TASK TO CARRY OUT
Extract the lines of the material below that begin at the line containing "det: leafy bush" and continue through the end of the material, and reproduce them verbatim.
====
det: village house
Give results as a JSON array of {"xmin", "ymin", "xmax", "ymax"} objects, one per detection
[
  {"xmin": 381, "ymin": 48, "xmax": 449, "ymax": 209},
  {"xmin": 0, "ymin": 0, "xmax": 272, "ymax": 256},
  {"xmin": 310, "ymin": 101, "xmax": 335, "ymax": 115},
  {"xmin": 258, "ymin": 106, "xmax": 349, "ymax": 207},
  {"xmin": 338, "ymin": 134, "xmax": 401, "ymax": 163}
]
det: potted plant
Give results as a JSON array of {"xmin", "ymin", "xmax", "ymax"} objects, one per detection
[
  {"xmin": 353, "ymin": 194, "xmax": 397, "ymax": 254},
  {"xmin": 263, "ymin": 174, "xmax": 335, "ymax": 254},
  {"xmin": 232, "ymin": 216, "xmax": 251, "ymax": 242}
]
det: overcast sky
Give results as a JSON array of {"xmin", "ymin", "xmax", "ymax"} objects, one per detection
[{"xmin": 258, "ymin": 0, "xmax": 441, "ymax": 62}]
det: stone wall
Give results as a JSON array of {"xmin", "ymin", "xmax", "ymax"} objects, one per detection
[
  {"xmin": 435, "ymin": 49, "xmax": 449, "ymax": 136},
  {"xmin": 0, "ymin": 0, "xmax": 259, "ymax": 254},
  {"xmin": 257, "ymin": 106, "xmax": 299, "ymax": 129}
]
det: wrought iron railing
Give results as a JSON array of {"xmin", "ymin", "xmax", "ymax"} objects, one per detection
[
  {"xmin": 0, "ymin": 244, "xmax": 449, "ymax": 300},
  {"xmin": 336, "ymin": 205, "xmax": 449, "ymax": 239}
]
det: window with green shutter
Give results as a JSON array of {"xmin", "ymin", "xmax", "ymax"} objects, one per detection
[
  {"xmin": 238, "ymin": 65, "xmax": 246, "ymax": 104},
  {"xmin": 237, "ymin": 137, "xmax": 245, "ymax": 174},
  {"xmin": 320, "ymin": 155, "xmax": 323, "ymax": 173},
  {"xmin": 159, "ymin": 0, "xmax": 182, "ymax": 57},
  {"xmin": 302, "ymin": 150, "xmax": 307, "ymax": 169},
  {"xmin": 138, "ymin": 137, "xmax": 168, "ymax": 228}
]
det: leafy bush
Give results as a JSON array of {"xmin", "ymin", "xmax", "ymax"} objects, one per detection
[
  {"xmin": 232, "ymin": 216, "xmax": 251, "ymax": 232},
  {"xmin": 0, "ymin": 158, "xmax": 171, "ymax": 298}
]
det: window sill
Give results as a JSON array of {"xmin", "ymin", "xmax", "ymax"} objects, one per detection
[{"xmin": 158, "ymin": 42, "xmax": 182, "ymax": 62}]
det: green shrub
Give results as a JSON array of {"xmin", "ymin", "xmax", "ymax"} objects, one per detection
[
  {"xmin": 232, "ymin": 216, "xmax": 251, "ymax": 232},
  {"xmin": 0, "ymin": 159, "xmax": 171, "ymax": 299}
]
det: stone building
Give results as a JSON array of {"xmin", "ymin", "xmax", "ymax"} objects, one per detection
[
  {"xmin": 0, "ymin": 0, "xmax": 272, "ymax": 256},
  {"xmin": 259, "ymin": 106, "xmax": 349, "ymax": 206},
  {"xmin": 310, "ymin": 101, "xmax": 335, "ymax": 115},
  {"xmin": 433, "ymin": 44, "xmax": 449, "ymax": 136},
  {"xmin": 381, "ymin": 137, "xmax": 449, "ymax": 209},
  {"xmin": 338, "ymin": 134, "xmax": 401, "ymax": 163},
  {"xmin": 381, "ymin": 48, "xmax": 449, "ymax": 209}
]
====
RESULT
det: leafy bush
Give results as a JSON array of {"xmin", "ymin", "xmax", "ymax"} objects, one per detection
[
  {"xmin": 232, "ymin": 216, "xmax": 251, "ymax": 232},
  {"xmin": 0, "ymin": 158, "xmax": 171, "ymax": 298}
]
det: window sill
Give results as a JSON array of {"xmin", "ymin", "xmax", "ymax"} objects, one per detection
[{"xmin": 158, "ymin": 42, "xmax": 182, "ymax": 62}]
det: green shrub
Give results as a JSON array of {"xmin", "ymin", "xmax", "ymax"} objects, one per detection
[
  {"xmin": 232, "ymin": 216, "xmax": 251, "ymax": 232},
  {"xmin": 0, "ymin": 159, "xmax": 171, "ymax": 299}
]
det: stone building
Give results as a JSON array of {"xmin", "ymin", "xmax", "ymax"} objects, one per detection
[
  {"xmin": 0, "ymin": 0, "xmax": 272, "ymax": 256},
  {"xmin": 259, "ymin": 106, "xmax": 349, "ymax": 206},
  {"xmin": 310, "ymin": 101, "xmax": 335, "ymax": 115},
  {"xmin": 433, "ymin": 44, "xmax": 449, "ymax": 136},
  {"xmin": 381, "ymin": 137, "xmax": 449, "ymax": 209},
  {"xmin": 338, "ymin": 134, "xmax": 401, "ymax": 163},
  {"xmin": 381, "ymin": 48, "xmax": 449, "ymax": 209}
]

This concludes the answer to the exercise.